◆ Exercise instructions: Format every line of the items below as a numbered list, skipping blank lines and leaving out the pictures.

____ Data provided

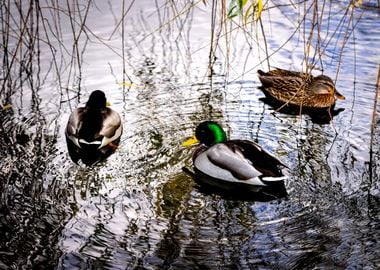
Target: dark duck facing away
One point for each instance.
(93, 132)
(232, 163)
(299, 89)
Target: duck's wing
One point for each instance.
(112, 127)
(262, 160)
(230, 162)
(73, 125)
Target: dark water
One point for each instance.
(138, 210)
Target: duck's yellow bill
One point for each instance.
(189, 142)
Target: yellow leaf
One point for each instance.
(247, 13)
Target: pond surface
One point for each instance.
(138, 209)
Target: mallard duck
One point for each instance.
(93, 132)
(300, 89)
(232, 162)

________

◆ Solution:
1. Target: dark duck facing away
2. One point for each instance.
3. (93, 132)
4. (232, 163)
5. (299, 89)
6. Target: duck's wing
7. One point for each instance.
8. (112, 127)
9. (262, 160)
10. (230, 162)
11. (73, 125)
12. Target: dark water
13. One point for each instance.
14. (138, 210)
15. Target: duck's yellow bill
16. One point for each instance.
17. (189, 142)
18. Target: yellow leaf
19. One point for each instance.
20. (247, 13)
21. Target: pond surface
22. One point for each instance.
23. (138, 209)
24. Target: mallard duck
25. One point for each instance.
26. (93, 132)
27. (300, 89)
28. (232, 162)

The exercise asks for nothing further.